• Short task
Word for word, quote all of the material, omitting the pictures.

Point placement records
-------
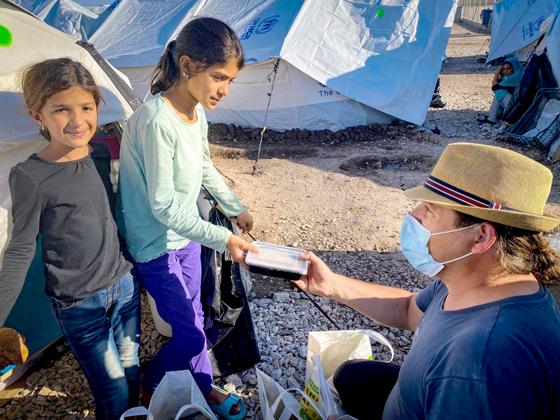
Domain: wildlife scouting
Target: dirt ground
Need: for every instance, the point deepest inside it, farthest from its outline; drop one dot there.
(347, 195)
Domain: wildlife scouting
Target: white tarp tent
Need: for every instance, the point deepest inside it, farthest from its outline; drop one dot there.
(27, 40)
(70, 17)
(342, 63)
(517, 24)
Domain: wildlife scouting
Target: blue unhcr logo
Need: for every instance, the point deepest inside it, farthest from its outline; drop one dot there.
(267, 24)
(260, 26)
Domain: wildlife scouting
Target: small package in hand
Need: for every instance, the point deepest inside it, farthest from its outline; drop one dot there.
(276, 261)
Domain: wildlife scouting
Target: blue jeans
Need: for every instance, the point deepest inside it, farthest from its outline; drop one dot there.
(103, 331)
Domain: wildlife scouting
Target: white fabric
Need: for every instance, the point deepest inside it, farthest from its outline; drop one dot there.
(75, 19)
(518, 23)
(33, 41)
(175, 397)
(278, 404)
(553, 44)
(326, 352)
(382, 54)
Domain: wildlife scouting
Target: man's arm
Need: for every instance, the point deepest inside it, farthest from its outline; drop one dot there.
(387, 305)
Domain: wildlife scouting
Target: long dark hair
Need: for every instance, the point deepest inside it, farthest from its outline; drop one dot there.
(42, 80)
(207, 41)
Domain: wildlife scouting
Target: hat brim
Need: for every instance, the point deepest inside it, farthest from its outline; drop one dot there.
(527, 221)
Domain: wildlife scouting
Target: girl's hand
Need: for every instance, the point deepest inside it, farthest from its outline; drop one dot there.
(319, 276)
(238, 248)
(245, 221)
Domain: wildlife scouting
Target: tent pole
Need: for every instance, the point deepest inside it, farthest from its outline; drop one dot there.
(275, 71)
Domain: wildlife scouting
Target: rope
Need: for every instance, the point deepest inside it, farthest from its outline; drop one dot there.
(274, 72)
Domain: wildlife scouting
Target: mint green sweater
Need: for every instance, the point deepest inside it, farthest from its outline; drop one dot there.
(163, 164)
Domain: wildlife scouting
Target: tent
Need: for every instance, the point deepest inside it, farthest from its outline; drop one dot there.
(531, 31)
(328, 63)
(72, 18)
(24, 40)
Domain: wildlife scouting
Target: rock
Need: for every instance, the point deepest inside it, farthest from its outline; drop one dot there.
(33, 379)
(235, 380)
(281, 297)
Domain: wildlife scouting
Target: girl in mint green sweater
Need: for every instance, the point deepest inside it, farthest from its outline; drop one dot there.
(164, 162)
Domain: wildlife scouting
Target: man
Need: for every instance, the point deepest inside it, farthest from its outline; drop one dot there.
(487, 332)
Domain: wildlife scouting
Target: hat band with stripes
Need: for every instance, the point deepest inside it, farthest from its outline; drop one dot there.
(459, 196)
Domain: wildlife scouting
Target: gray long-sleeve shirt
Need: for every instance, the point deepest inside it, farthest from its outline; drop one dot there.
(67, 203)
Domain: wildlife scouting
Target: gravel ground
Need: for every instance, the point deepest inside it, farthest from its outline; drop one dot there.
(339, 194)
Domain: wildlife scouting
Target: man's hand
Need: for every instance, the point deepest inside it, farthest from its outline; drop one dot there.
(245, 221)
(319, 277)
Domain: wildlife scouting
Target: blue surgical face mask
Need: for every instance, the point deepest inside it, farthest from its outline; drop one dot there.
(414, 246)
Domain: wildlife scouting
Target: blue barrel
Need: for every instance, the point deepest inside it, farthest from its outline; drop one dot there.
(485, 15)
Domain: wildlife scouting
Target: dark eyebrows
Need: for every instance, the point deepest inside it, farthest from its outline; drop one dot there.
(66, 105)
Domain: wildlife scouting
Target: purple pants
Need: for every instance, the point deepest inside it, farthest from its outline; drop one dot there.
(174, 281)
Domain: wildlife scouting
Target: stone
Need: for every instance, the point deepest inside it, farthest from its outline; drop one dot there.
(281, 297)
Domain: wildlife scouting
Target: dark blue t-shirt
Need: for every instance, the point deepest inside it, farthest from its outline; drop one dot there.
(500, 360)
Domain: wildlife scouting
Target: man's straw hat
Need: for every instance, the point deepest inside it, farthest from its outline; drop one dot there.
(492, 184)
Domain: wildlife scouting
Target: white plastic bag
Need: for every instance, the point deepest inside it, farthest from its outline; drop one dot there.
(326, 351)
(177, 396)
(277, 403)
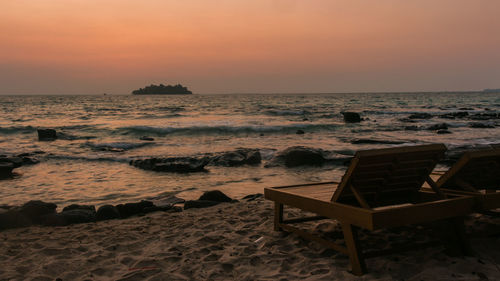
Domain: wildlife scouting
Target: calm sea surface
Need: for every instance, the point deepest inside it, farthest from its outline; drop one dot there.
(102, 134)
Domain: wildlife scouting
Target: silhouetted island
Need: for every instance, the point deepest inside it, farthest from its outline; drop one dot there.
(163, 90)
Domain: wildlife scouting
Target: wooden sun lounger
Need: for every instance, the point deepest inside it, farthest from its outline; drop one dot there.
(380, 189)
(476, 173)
-------
• Task response
Domain: wildlife scouting
Target: dirt ground
Need: for every instance, the point deepest inside it, farthest from its outline; drop one dot there.
(347, 195)
Domain: wildlife scouting
Target: white tarp tent
Need: for every instance, the point deepest inside it, farthest from its outline; drop one dot there.
(27, 40)
(70, 17)
(342, 63)
(517, 24)
Domain: wildlife scouting
Target: blue unhcr logo
Need: for every instance, the point deepest inside it, farthest from its outline; drop one dot there.
(267, 24)
(260, 26)
Domain: wildlife scouting
Target: small package in hand
Need: for every instance, the point deepest inside it, farthest from its outline; drop one dot there.
(276, 261)
Domain: wildlife scouting
Target: blue jeans
Need: for every instance, the point deepest inside it, farthest from its outline; drop one dot there.
(103, 331)
Domain: wildlife scouting
Target: white fabric
Need: for every instance, the point deepest inside it, farthest from its outline; drop one dot there.
(75, 19)
(518, 23)
(33, 41)
(175, 397)
(278, 404)
(553, 44)
(326, 352)
(382, 54)
Domain: wildlife scouting
Target: man's arm
Need: for every instance, the point deepest inside it, farthest from its outline; drop one dot there.
(387, 305)
Domain: wildlife scouting
Target: long dark hair
Need: for every instance, the point deepest inside it, farthest from its outline; drop one dot there.
(42, 80)
(207, 41)
Domain: wildlife scouting
Target: hat brim
Need: for every instance, the point deepest inside it, farthest from its outline; drop one dot there.
(527, 221)
Domain: wildlife scouting
Target: girl's hand
Need: for every instance, the point deepest inside it, farthest from its outline; drop one dot there.
(319, 276)
(238, 248)
(245, 221)
Domain: wildlife scouting
Target: tent pole
Need: for every instance, the point deepest inside it, farthest from its outline; drop one dot there.
(275, 71)
Domain: wildlife scouting
Target: rope
Need: for every instance, the point deepest inside it, farthest from its outline; drop one dot there.
(274, 72)
Domain: wildlife scouting
Target: mint green sweater
Need: for every instance, the point deepest inside it, farthest from its outline; drop one dot there.
(163, 164)
Domain: wildlife scouting
Target: tent
Need: for every instance, the point deepest inside it, farthest from its outline; drop one dot there.
(531, 31)
(328, 63)
(72, 18)
(24, 40)
Domain: wildlife scouting
Target: rock
Need: for every instance, the point deepest inside it, farthest from its outline; drop one dot there.
(33, 379)
(235, 380)
(281, 297)
Domain: wildlife scouting
Target: girl in mint green sweater
Need: for every instance, the point deepest inside it, farthest from its outline; drop one dot there.
(164, 162)
Domain: wildlife scouting
Target: man
Need: for every instance, the point deepest inside it, farthest from its outline; drop one dot there.
(487, 332)
Domain: wildlife scouting
Target: hat band with stripes
Need: for every instance, the point deepest inside it, farthest from its outline; drop one dot there.
(459, 196)
Domain: wildlife scouting
Target: gray long-sleeve shirt
Need: for every instance, the point deepest inside it, farthest from its outline; drop one dot there.
(67, 203)
Domain: wildlife scouting
Target: gravel ground
Need: for every instance, the point deepest inside it, farthest from its outline; drop one dot there.
(339, 194)
Domain: wildlife scouting
Target: man's hand
Need: for every instance, the point deepest inside it, farthest from its outline; drop one dot there.
(245, 221)
(319, 277)
Domain: wildlife scouting
Target: blue surgical face mask
Need: for every instance, the point deepest inside it, farthest from its outline; drop one dot there.
(414, 246)
Domain: wildlife scouting
Target: blue barrel
Need: for every instance, the point deepest inside it, farthest from its outline; drop one dot there.
(485, 15)
Domain: wildlife scouting
Target: dark eyebrows
Need: for every instance, the point deepest inside it, farthest from its outline; drop one dot there.
(66, 105)
Domain: wildlife scouting
Target: purple pants
Need: for every instance, the point deepest inside it, farthest from its outline; drop one dot there.
(174, 281)
Domain: wildlife scouting
Target: stone
Need: for every instance, the point deepest inside it, farthest from its outline; drop one dot there.
(281, 297)
Domain: wildlife scouting
Target: dark blue t-shirt
Need: for every instance, the point deepest inside it, farthest from its outline; drop one dot there.
(500, 360)
Domain: wildlife scouting
Target: man's straw hat
Need: for every instance, the point deepest inside it, farthest from its outline; drop one dot there.
(492, 184)
Domain: wildlife scouting
Target: white plastic bag
Need: for every instance, the point deepest inside it, farthest from its outline; drop one dot there.
(326, 351)
(177, 396)
(277, 403)
Domain: wildlife scouting
Target: calm sea surface
Need: for every instance, the point deepest inside it, farthest from its outline; drop one dot there.
(102, 134)
Domain: wildlife scouting
Target: silhouetted island
Need: for every instance, the point deepest inside it, farthest from its outline; drop one dot there.
(163, 90)
Domain: wildlife scouting
Target: wooden sun lounger
Need: for every instance, the point deepest inside it, farthest from its outline; drop one dot there.
(380, 189)
(476, 173)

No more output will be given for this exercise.